== The records ==

[Start]

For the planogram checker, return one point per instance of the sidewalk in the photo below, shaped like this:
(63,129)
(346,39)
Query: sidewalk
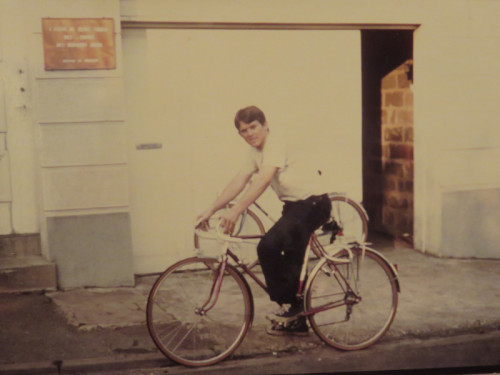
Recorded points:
(439,297)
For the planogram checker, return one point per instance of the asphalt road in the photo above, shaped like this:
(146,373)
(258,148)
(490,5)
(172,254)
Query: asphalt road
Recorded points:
(466,354)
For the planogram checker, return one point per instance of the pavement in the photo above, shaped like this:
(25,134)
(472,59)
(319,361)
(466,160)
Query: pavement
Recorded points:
(97,328)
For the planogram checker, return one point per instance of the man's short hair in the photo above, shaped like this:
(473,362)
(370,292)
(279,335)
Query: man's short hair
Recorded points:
(248,115)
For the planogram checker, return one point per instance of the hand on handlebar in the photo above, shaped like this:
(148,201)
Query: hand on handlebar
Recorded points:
(228,221)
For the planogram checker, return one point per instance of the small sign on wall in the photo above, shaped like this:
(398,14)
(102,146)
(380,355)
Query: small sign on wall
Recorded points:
(78,43)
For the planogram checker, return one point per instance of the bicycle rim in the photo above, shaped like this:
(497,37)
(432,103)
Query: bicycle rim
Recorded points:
(248,224)
(350,217)
(354,324)
(175,323)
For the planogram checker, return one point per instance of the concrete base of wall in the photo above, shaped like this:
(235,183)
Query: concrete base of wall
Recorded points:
(22,267)
(470,224)
(92,251)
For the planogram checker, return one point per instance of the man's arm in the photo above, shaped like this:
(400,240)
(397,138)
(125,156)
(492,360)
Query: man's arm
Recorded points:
(233,188)
(257,187)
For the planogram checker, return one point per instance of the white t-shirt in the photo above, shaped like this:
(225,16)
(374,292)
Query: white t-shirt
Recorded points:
(293,181)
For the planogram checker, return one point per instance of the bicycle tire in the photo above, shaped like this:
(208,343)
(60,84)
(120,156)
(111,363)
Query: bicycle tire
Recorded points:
(183,333)
(248,224)
(352,325)
(350,217)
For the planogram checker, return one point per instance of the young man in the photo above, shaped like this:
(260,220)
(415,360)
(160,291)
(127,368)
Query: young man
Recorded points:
(281,250)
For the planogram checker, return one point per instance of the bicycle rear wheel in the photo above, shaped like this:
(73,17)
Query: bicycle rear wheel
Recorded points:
(248,224)
(365,293)
(178,323)
(351,220)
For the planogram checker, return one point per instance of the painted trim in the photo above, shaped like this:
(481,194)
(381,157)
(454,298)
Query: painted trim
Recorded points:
(262,26)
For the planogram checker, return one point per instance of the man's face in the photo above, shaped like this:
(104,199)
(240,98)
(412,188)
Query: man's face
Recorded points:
(254,134)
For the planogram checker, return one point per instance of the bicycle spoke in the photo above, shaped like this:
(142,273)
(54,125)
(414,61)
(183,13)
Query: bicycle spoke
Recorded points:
(369,296)
(180,327)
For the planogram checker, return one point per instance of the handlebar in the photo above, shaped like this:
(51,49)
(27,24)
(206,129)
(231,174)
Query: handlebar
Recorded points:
(217,235)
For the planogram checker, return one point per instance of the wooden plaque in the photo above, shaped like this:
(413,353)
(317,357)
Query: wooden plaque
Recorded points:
(79,43)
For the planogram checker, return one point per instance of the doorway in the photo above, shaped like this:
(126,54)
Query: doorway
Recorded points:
(387,122)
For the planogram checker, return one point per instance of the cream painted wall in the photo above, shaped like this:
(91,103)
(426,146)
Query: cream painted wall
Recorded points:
(456,82)
(456,95)
(183,90)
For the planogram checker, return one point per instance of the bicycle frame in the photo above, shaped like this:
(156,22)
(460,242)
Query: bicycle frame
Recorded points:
(313,244)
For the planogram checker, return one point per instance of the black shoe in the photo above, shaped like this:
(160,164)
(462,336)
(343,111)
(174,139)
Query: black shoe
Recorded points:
(297,327)
(287,313)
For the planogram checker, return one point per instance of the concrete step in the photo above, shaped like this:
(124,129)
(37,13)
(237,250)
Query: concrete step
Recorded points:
(19,245)
(29,273)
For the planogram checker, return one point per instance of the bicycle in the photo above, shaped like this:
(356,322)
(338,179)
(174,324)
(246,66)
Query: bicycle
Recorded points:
(200,309)
(348,223)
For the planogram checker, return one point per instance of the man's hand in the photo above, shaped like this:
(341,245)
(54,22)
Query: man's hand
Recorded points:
(228,220)
(202,219)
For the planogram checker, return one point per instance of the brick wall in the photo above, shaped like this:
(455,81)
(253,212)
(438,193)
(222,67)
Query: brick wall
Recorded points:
(397,151)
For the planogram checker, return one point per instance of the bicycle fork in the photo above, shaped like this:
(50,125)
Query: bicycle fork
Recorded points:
(215,290)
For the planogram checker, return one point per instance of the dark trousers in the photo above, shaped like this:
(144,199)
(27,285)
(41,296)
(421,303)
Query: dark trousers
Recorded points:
(281,250)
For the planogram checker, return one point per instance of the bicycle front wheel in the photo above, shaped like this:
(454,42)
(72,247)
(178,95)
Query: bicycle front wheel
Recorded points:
(179,317)
(351,219)
(355,303)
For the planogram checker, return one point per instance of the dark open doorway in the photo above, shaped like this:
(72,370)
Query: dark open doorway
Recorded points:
(387,75)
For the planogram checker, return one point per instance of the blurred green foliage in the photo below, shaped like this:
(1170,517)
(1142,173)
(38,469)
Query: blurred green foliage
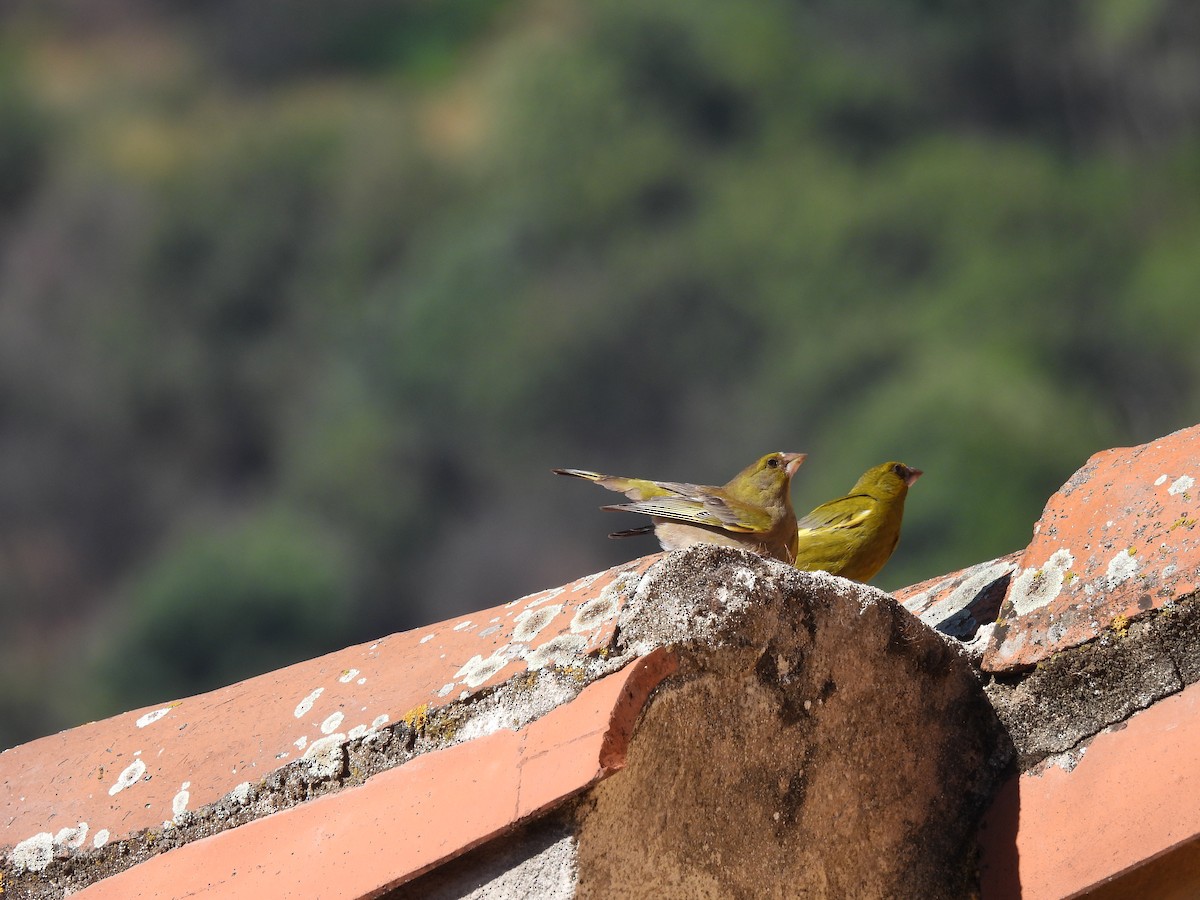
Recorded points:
(300,301)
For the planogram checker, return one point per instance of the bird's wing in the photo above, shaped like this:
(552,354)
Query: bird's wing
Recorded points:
(701,505)
(635,489)
(845,513)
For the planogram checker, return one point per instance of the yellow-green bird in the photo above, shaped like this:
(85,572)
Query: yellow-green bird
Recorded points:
(753,511)
(853,535)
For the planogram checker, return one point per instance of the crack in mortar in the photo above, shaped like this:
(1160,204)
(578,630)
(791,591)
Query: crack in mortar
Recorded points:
(1055,711)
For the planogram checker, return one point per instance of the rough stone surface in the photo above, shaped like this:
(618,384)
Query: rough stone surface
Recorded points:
(1123,822)
(817,741)
(1117,540)
(1074,695)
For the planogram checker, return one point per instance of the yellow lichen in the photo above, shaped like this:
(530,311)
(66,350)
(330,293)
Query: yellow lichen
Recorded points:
(1121,625)
(417,718)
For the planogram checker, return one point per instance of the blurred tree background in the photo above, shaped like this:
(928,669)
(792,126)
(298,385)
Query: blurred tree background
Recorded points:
(301,300)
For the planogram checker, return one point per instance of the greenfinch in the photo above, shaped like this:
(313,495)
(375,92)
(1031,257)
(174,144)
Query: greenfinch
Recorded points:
(753,511)
(853,535)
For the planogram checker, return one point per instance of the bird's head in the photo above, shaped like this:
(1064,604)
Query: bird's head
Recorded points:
(887,480)
(767,480)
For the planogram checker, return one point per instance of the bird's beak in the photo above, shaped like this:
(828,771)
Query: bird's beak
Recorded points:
(792,462)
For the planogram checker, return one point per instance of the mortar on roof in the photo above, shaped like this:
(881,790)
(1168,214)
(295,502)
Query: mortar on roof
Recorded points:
(1071,697)
(723,604)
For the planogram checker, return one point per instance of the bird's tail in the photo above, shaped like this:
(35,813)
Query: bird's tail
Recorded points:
(633,532)
(580,473)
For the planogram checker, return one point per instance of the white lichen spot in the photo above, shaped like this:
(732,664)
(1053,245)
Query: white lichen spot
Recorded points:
(240,795)
(325,756)
(1181,485)
(478,670)
(531,622)
(601,607)
(545,598)
(558,651)
(153,717)
(179,803)
(34,853)
(129,778)
(1033,588)
(72,838)
(1121,568)
(305,705)
(586,582)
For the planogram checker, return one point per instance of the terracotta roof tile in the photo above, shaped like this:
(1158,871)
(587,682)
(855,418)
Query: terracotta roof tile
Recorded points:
(1119,539)
(143,769)
(361,840)
(1131,798)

[End]

== Task goal ==
Reproduce the lines from the one containing "the white lichen" to the end of the entries, keeping both ends and adding nothing.

== Response to this task ==
For the planogram checker, return one point per instance of the white lichen spot in the photo above, shaped like this:
(732,664)
(1053,245)
Query: white lichen spot
Recorded points:
(240,795)
(325,756)
(1181,485)
(478,670)
(531,622)
(601,607)
(545,598)
(558,651)
(153,717)
(179,803)
(34,853)
(129,778)
(1033,588)
(72,838)
(1121,568)
(305,705)
(586,582)
For the planogram checker, return one point per instance of the terracotta roof tile in the photo above, shaped like this:
(1158,871)
(587,682)
(855,418)
Query: terracotta roof tile
Recorded points:
(1119,539)
(143,769)
(361,840)
(1131,798)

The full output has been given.